Endpoint and Cerebellum recorded at Juniper Hill for their Slamdek
releases during the same set of days. Cerebellum first entered the studio on
a cool
Saturday morning, March 2, 1989. Endpoint came in the following Saturday afternoon,
March 11, as Cerebellum was mixing and finishing up. The two projects were
studies in contrast. Endpoint’s was seventeen songs, while Cerebellum’s
was five. Endpoint’s had a focused sound, while Cerebellum’s deviated
by the song. A party at Karen Sheets’ parents’ house on Friday,
March 17 capped the excitement of the time. Both bands played steamy sets in
the basement, as Bush League, playing out for the first time, opened. Two live
Cerebellum tracks, “Guard” and “Hurt,” taken from Karen’s
jam box recording of the
show, later appeared on the 1989 Christmas tape.
One interesting note is that the second song, “House,” contains
a tribal/rock drum beat, which, alone for four measures, was intended to begin
the song. A problem with the tape reel, however, caused the drum intro to be
distorted. This happened during mixing when it was too late to fix. The band
decided to omit the drum intro and just have the song start. When Sunspring
covered “House” for the 1991 Christmas tape, drummer John Weiss
learned the song from a tape of the Karen Sheets show, which included the drum
intro. So the original, intended beginning of the song could finally be heard.
As fate would have it, though, a recording error on Sunspring’s master
DAT clipped the first two beats. This went unnoticed until days after the band
had left the studio, after which it was too costly to remix the entire song
for the sake of the intro.
Sunspring’s recorded version of “House,” therefore begins
just as Cerebellum’s does: straight in.
March 2, 1989, Cerebellum at Juniper Hill:
Jon Cook and Drew Daniel.
For the fourth song, “Marble,” Drew takes a break from rhythmically
banging on metal objects, to take the vocal duties. It begins with acoustic
guitars, and Drew’s soft, smooth, wide open voice. This makes it a deadringer
for the Smiths, and was, oddly enough, written the night before they went into
the studio.
The final track is the I don’t feel quite so right and I want to feel
better but I don’t know how anthem , “Calm.” Sung by Joey,
he always contended that “Calm” was a live experience and should
have never been recorded. In any event, the six minute, fifteen second epic
which closes the Cerebellum cassette is a testament to the band’s abilities,
and versatility.

> **AIM OF THE EXERCISE**
Please answer these questions from the Cerebellum excerpt above:
1. On what date did Cerebellum first enter the studio at Juniper Hill?
2. Which drummer learned "House" for Sunspring's cover?
3. How long is "Calm"?

> **INFORMATION SUPPLIED**
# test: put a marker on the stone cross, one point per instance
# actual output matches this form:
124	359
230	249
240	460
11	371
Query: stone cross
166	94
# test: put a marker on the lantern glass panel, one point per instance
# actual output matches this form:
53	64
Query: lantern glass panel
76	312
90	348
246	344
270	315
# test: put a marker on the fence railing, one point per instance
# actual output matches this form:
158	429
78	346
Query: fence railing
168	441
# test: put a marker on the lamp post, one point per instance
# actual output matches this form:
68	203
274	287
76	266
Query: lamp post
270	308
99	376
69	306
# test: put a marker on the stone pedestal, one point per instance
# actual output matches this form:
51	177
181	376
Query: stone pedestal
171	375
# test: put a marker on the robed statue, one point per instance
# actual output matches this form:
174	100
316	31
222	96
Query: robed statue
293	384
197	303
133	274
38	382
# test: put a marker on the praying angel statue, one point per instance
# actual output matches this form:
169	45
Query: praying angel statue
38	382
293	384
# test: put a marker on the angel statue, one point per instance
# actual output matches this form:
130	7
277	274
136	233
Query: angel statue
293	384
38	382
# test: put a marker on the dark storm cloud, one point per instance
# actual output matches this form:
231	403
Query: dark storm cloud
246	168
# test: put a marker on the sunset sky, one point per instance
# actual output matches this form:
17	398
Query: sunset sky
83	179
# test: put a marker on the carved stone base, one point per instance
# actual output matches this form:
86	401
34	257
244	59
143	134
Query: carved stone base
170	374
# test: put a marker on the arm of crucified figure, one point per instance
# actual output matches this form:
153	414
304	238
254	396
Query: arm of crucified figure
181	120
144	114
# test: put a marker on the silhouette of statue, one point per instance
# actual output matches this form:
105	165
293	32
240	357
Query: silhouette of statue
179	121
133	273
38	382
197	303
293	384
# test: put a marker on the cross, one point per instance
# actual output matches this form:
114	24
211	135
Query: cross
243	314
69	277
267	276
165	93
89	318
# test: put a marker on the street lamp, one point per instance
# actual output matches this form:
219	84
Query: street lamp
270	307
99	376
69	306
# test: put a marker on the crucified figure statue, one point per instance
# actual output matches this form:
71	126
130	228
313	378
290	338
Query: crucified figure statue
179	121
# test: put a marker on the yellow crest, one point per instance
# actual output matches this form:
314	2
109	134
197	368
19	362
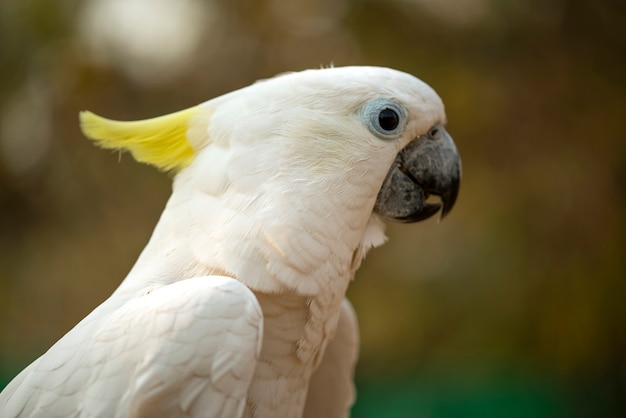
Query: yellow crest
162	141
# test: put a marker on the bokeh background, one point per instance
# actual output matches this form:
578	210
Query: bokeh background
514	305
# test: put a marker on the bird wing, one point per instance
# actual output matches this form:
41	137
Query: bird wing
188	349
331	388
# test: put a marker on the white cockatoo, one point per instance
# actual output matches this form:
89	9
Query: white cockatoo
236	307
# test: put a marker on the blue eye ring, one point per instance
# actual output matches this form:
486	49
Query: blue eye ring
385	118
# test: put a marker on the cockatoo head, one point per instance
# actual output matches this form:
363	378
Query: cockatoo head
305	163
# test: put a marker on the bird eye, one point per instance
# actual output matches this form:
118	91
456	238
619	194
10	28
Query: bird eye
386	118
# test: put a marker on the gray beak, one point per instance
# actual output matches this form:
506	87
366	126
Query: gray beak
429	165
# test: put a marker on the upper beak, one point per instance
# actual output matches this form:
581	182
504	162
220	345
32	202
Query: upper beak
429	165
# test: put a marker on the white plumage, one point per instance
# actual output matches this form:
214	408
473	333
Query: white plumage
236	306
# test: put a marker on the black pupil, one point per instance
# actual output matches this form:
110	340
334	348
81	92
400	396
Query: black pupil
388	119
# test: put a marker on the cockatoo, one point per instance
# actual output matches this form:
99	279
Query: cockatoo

> **CORRECT OUTPUT**
1. March 2, 1989
2. John Weiss
3. Six minutes, fifteen seconds